**The problem:** Emit only the lines from the line containing "the soldier wearing" through the last line of the entries, unchanged.

[Records from a dataset]
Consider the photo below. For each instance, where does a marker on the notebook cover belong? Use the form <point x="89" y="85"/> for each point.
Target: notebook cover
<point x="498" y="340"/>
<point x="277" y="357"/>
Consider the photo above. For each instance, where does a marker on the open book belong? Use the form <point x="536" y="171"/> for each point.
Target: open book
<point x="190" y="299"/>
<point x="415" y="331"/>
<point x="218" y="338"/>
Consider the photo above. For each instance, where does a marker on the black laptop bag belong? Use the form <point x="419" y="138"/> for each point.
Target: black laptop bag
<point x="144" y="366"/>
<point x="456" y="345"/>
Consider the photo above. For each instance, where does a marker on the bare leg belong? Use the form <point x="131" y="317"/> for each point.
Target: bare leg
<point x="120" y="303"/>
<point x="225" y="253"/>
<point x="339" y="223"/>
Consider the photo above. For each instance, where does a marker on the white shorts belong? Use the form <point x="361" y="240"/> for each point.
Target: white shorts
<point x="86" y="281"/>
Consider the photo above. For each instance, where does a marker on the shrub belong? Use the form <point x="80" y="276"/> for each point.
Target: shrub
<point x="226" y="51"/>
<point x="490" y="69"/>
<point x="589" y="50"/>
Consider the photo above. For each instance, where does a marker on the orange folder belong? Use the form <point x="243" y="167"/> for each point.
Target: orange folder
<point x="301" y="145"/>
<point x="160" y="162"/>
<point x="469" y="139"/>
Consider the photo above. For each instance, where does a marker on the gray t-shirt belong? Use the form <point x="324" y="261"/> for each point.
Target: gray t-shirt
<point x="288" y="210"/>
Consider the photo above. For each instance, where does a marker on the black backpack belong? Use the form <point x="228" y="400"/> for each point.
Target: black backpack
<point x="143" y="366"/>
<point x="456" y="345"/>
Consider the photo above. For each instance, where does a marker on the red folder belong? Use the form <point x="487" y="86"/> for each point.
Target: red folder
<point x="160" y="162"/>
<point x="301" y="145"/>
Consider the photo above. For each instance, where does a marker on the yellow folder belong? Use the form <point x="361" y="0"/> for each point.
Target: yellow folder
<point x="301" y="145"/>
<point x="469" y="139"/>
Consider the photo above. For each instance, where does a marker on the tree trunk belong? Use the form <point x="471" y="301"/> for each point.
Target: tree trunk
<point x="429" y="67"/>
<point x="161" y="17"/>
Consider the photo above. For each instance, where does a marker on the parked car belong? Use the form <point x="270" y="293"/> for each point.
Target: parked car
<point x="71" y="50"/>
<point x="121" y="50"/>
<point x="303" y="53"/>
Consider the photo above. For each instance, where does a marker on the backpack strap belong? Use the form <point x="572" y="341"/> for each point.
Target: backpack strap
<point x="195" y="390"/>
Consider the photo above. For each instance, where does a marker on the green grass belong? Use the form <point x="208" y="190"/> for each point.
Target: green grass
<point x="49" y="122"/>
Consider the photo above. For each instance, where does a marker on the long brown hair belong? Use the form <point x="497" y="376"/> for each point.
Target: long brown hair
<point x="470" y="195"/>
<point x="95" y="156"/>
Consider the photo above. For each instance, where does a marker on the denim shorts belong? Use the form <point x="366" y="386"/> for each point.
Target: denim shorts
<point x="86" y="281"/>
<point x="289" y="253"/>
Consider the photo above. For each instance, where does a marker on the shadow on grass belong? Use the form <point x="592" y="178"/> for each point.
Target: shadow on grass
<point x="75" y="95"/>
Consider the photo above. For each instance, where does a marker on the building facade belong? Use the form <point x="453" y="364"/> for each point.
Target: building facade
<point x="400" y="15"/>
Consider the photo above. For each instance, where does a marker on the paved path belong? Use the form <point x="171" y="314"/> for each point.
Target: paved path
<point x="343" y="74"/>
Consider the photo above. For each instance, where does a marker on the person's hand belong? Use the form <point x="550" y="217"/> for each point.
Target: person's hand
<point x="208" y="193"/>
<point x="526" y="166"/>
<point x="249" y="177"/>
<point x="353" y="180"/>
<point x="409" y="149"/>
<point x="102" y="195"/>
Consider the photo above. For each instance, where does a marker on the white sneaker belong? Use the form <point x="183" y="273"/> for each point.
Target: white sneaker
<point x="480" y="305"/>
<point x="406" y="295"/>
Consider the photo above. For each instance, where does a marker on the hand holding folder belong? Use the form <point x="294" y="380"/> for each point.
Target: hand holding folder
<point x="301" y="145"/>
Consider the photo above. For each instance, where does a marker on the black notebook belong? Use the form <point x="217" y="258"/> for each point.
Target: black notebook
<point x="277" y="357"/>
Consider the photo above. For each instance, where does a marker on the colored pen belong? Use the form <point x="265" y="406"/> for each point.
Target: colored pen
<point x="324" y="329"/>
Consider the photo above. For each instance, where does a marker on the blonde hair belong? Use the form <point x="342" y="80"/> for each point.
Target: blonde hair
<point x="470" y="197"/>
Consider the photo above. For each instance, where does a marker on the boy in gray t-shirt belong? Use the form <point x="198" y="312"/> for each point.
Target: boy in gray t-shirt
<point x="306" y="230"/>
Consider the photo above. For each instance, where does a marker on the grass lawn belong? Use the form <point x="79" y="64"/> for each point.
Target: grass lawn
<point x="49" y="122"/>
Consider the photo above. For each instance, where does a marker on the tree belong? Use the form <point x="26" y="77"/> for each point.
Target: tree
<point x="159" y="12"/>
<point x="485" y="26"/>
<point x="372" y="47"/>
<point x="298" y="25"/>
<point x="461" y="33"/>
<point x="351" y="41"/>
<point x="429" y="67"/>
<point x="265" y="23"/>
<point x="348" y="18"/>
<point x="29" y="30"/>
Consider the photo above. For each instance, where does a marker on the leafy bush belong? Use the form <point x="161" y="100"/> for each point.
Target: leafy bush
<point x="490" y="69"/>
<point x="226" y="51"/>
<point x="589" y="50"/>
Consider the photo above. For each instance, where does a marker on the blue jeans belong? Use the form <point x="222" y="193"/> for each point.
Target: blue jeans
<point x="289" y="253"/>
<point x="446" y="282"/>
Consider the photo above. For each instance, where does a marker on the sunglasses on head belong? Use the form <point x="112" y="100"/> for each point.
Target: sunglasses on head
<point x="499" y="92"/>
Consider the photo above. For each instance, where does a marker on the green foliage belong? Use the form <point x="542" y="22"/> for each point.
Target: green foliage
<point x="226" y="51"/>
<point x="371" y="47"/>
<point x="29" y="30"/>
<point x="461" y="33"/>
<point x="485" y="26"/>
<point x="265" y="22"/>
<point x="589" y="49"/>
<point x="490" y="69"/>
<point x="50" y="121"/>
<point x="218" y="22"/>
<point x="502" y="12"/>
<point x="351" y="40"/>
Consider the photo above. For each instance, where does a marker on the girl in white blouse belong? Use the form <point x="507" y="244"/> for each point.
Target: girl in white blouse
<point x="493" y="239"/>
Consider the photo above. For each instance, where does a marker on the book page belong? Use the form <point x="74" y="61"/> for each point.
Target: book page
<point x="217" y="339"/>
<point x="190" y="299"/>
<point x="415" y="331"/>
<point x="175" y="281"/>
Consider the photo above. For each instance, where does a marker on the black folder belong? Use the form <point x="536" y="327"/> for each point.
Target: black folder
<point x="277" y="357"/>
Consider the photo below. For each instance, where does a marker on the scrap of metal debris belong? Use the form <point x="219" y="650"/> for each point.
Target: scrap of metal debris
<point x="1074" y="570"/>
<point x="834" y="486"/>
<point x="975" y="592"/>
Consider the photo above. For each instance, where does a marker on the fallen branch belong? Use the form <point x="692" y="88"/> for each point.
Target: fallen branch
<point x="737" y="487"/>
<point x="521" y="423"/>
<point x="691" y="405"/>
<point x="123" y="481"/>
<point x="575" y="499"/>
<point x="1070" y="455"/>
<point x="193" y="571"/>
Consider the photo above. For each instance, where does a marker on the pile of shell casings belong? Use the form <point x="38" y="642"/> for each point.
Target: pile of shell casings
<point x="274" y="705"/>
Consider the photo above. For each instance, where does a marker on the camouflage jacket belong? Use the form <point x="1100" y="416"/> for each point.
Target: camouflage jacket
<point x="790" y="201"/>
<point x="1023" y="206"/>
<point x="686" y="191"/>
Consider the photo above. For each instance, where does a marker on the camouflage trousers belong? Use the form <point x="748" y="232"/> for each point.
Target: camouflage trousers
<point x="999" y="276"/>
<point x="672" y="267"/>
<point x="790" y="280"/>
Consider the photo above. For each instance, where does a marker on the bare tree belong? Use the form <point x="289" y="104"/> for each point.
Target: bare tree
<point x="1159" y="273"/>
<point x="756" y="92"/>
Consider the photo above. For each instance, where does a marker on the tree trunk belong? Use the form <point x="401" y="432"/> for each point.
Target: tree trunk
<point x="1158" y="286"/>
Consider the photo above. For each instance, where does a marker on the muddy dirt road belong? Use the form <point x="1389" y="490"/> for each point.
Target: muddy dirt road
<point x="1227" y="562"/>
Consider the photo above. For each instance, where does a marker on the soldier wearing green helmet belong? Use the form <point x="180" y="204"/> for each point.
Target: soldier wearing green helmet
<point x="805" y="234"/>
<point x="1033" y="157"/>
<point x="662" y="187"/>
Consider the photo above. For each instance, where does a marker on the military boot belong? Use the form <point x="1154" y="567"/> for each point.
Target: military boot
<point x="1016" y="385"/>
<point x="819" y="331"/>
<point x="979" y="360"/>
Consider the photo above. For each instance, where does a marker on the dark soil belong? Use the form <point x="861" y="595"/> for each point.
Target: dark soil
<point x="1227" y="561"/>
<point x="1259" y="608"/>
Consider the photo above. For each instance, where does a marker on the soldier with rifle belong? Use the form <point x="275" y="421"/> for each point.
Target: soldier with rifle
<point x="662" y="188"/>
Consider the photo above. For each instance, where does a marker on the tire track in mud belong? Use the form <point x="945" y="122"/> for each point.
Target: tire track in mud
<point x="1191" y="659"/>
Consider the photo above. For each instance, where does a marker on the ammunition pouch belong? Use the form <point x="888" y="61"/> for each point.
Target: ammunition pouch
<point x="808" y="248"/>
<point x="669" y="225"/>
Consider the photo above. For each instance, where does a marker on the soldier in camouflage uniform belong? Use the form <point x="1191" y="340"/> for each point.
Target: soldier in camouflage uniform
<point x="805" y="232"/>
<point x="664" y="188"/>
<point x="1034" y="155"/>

**Problem solution:**
Consider the photo above. For each instance, where does a marker on the soldier wearing green helmet belong? Use the form <point x="180" y="204"/> for each point.
Target: soldier wearing green helmet
<point x="805" y="234"/>
<point x="1033" y="157"/>
<point x="662" y="187"/>
Consider the photo above. For each instance, where does a marker on the military boot belong? Use the form <point x="1154" y="567"/> for each point.
Target: military boot
<point x="1016" y="385"/>
<point x="819" y="331"/>
<point x="979" y="360"/>
Consider the photo above. For each instance, where does a marker on the dark soil belong? Use the form <point x="861" y="595"/> for each point.
Target: dark soil
<point x="1227" y="561"/>
<point x="1259" y="608"/>
Consider the photo above. For each instance, where does a marker on the soldier with rifle belong? Use the form <point x="275" y="421"/> for each point.
Target: soldier with rifle
<point x="662" y="188"/>
Consider the photo above. For each instance, where does a marker on the tire track in mud belong? Use the form <point x="945" y="122"/> for each point.
Target: tire track in mud
<point x="1191" y="659"/>
Consider the photo above. For each instance, where does a marker on the ammunition pouch belong? Use the form <point x="888" y="61"/> for each point.
Target: ammunition pouch
<point x="808" y="248"/>
<point x="669" y="225"/>
Consider the photo above. For each instance, where does a marker on the soldier in camouflage uniform belong? Use the form <point x="1191" y="340"/> for each point.
Target: soldier in camouflage uniform
<point x="805" y="232"/>
<point x="664" y="188"/>
<point x="1034" y="155"/>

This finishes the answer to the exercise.